● **DIRECTIONS FOR THIS TASK**
Return every line below exactly, leaving nothing out.

[[ AVAILABLE DATA open ]]

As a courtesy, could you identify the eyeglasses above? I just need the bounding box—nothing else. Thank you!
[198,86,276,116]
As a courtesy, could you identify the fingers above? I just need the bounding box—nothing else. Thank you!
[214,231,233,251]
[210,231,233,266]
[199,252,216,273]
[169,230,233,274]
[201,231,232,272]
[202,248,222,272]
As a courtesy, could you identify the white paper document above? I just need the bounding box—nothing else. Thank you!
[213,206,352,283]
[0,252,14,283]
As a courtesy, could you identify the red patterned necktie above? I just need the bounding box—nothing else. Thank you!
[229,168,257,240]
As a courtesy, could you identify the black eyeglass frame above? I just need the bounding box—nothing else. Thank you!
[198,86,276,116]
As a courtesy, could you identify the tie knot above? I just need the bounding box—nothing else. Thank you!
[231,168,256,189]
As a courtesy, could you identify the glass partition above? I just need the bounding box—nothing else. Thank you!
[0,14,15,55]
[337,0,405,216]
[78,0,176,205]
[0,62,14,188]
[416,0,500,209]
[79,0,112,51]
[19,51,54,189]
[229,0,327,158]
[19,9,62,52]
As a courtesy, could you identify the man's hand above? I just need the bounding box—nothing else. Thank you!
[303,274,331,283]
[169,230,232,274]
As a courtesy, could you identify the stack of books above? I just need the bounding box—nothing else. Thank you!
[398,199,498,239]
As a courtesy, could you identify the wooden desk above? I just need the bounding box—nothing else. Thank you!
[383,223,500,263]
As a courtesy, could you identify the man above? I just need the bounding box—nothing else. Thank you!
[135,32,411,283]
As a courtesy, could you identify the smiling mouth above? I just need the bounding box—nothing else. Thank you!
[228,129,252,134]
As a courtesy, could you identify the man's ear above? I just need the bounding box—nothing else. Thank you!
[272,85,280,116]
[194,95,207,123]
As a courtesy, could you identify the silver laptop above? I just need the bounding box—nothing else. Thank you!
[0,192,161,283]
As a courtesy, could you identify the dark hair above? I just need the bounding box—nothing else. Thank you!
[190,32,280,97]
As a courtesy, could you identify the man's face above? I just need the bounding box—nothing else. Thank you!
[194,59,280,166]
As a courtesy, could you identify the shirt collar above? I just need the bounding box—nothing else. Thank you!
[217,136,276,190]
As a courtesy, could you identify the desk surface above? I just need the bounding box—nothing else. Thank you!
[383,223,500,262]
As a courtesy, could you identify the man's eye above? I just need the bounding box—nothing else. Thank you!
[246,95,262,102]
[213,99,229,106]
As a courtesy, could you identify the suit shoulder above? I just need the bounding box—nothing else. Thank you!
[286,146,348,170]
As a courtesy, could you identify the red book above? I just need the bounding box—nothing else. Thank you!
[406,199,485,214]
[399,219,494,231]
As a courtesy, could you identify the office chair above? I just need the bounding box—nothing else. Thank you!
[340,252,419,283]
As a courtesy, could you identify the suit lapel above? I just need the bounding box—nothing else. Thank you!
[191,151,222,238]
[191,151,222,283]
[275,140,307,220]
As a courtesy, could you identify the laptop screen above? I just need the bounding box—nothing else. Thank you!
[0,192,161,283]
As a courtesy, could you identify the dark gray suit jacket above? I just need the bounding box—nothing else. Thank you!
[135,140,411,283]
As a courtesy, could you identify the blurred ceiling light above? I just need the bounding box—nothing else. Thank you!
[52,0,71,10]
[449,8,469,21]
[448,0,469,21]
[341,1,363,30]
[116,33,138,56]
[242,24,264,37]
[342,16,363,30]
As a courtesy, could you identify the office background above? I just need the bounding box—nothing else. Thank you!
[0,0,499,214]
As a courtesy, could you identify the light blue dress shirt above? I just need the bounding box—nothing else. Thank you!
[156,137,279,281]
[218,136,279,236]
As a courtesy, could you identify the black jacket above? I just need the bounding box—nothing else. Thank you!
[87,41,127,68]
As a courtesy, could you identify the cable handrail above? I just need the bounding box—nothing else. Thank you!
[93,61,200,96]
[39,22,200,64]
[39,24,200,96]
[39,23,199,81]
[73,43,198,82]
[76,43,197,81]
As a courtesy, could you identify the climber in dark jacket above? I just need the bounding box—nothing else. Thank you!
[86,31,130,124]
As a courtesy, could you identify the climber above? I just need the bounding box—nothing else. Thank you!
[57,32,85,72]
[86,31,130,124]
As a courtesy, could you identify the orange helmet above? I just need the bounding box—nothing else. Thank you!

[[ AVAILABLE DATA closed ]]

● **ANSWER SECTION**
As a courtesy, could you identify the eyeglasses above? I just need the bounding box—nothing else. Thank you!
[198,86,276,116]
As a courtesy, could you identify the fingers above? I just need the bounding box—nothing else. Thank you!
[214,231,233,251]
[210,231,233,266]
[199,252,216,273]
[169,230,233,274]
[201,231,232,272]
[202,248,222,272]
As a courtesy, could you identify the white paper document above? I just need the bounding box—nothing else. Thank you!
[213,206,352,283]
[0,252,14,283]
As a courtesy, could you identify the red patterned necktie above? I just need the bounding box—nothing else. Thank you!
[229,168,257,240]
As a courtesy, could you identify the black eyeglass frame above? I just need the bounding box—nothing else. Thank you!
[198,86,276,116]
As a courtesy, could you identify the tie knot above? I just need the bounding box—nothing else. Thank you!
[231,168,256,189]
As a courtesy, could you identify the glass partition above? I just need the bounding box—nothing else. Thank you!
[0,14,15,55]
[337,0,405,216]
[78,0,176,205]
[0,62,14,188]
[416,0,500,209]
[79,0,112,51]
[19,51,54,189]
[229,0,327,158]
[19,9,62,52]
As a courtesy, could you identify the man's hand above? I just need the bounding box—nothing else. Thank you!
[303,274,331,283]
[169,230,232,274]
As a courtesy, could you identify the stack of books above? I just need the bounding box—nothing else. Thank you!
[398,199,498,239]
As a courtesy, could you identify the wooden desk above? I just need the bounding box—nothing else. Thank you!
[383,223,500,263]
As a courtesy, could you identify the man above? I just need the bounding box—nothing else. Thank you!
[135,32,411,283]
As a courtesy, could you identify the smiling mouth above? I just need the bounding box—nothing else. Thank you!
[228,129,252,134]
As a courtesy, could you identify the man's ear above? I just need the bounding box—nothing else. Thank you!
[272,85,280,116]
[194,95,207,123]
As a courtesy, could you identify the silver laptop above? I just need the bounding box—nothing else. Thank you!
[0,192,161,283]
As a courtesy, could you identify the dark hair above? I just need the bounding box—nothing else. Thank you!
[190,32,280,97]
As a courtesy, could you identify the man's face above? I just need the bounding box—nothing else. Thank you!
[194,59,280,166]
As a courtesy, could you identify the shirt collar above? I just need the bounding box—nothing else. Thank you!
[217,136,276,190]
As a courtesy, could you identify the desk surface above? I just need the bounding box—nothing else. Thank you!
[383,223,500,262]
As a courtesy, could you identify the man's eye above? I just need the bounding box—nothing else. Thank you!
[246,95,262,102]
[213,99,229,106]
As a courtesy, could you identify the suit shoulder above? I just need the bounding box—nothing else. Thank you!
[286,146,348,170]
As a courtesy, could you identify the red book above? I just need the bounding box—nothing else. Thank you!
[406,199,485,214]
[399,219,494,231]
As a courtesy, could you identify the office chair above? I just need the bounding box—nothing else. Thank you!
[340,252,419,283]
As a courtesy, could you identify the suit lapel above? I just need the bounding box—nothing else. Thank you!
[191,151,222,238]
[191,151,222,283]
[275,140,307,220]
As a courtesy, could you identify the laptop screen above? I just need the bounding box—nothing else. Thank you!
[0,192,161,283]
As a courtesy, could you identify the dark gray suit jacket above? I just need the bounding box—nothing else. Thank you!
[135,140,411,283]
As a courtesy, could you identify the blurred ceiling light above? I just need the bounding box—nothing else. Thank you!
[52,0,71,10]
[449,8,469,21]
[448,0,469,21]
[341,1,363,30]
[116,33,138,56]
[242,24,264,37]
[342,16,363,30]
As a courtesy, could you identify the office background above? I just need the bounding box—nothing else. Thank you!
[0,0,499,214]
As a courtesy, could you identify the light blue dress shirt above? I just need the bounding box—nothing else. Thank you!
[156,137,279,281]
[218,136,279,236]
As a courtesy, could you identify the black jacket above? I just need the bounding box—nothing else. Thank you!
[87,41,127,68]
As a courtesy, could you identify the cable handrail above? I just need the bounding box—nothing else. Thank you!
[93,61,200,96]
[39,22,200,64]
[39,24,200,96]
[39,23,199,81]
[73,43,198,82]
[76,43,197,81]
As a courtesy, could you identify the climber in dark jacket above? I just need the bounding box—nothing else. Thank you!
[86,31,130,124]
As a courtesy, could you identify the climber above? I just need the bounding box—nothing else. Thank you!
[57,32,85,72]
[86,31,130,124]
As a courtesy, could you identify the orange helmet above? I just need the bounding box—nothing else. Thank you!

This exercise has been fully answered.